▸ **Testo da leggere**:
::::

Durante gli anni '90 e i primi anni 2000, il mercato globale diventa enormemente competitivo, e la Olivetti (così mutilata) non è in grado di dire la propria come aveva sempre fatto e, perciò, viene smembrata e venduta.
Così, arriviamo al 2005, l'anno che si rivelerà decisivo per il futuro dell'azienda di Camillo e Adriano:il 29 giuno 2005, Telecom Italia annuncia di voler rilanciare il marchio Olivetti nel mondo, cominciando dal ripristino della ragione sociale che, nel frattempo, era diventata "Olivetti Tecnost".

::::

▸ **Materiale**:
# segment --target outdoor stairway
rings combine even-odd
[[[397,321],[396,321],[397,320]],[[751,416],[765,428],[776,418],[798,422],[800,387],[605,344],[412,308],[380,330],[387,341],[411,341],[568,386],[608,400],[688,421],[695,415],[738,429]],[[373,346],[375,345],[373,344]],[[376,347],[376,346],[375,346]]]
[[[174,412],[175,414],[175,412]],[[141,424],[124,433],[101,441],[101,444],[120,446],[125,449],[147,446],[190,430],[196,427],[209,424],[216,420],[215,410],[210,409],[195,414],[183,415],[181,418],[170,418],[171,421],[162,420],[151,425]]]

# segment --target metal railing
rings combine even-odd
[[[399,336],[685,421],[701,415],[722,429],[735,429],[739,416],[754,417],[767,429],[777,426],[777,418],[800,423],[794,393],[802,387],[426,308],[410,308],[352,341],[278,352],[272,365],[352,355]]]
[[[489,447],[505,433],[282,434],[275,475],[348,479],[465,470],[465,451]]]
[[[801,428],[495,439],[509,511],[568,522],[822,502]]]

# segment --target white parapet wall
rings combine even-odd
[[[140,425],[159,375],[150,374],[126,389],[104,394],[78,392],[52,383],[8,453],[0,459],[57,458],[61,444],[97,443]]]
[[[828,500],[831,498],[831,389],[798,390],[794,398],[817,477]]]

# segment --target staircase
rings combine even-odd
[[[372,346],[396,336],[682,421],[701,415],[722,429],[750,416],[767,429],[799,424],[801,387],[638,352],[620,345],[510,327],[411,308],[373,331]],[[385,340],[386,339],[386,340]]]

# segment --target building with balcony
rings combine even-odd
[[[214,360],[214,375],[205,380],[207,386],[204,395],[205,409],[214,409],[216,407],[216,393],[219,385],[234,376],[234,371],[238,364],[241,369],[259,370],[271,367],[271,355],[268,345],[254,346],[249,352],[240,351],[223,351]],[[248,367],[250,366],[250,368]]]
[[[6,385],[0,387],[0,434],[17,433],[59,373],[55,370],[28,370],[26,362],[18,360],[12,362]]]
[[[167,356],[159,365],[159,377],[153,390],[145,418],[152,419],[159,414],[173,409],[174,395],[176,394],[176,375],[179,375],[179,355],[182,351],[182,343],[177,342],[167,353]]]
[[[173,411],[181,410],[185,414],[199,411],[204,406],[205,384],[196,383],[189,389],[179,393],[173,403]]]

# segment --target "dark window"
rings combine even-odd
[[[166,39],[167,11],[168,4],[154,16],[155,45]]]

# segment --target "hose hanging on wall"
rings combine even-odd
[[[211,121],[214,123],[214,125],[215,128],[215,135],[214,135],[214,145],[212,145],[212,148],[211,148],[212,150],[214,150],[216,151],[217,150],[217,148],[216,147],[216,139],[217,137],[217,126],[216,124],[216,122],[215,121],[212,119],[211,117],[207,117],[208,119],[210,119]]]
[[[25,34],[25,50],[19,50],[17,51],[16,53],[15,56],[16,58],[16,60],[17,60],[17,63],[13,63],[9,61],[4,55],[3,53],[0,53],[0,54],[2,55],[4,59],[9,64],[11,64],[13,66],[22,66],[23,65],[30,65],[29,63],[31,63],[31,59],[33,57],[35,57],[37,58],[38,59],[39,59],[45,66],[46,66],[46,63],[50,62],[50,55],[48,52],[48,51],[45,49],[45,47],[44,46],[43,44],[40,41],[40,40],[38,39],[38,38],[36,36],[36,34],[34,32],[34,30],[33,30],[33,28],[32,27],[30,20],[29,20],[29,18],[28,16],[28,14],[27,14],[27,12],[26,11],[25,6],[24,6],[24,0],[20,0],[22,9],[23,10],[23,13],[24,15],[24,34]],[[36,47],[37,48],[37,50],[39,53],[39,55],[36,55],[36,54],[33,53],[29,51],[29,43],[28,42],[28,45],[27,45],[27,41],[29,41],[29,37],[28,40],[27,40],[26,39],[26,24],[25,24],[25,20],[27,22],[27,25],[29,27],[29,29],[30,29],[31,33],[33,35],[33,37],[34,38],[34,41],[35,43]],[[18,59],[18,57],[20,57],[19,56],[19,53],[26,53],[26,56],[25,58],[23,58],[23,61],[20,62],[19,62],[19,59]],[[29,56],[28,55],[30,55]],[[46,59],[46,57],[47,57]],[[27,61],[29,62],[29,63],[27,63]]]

::::

▸ **Descrizione del compito**:
Per favore, stampa parola per parola la parte del testo sulla Olivetti che comincia con "Durante gli anni" e prosegue fino a "smembrata e venduta.".

▸ **Soluzione scritta**:
Durante gli anni '90 e i primi anni 2000, il mercato globale diventa enormemente competitivo, e la Olivetti (così mutilata) non è in grado di dire la propria come aveva sempre fatto e, perciò, viene smembrata e venduta.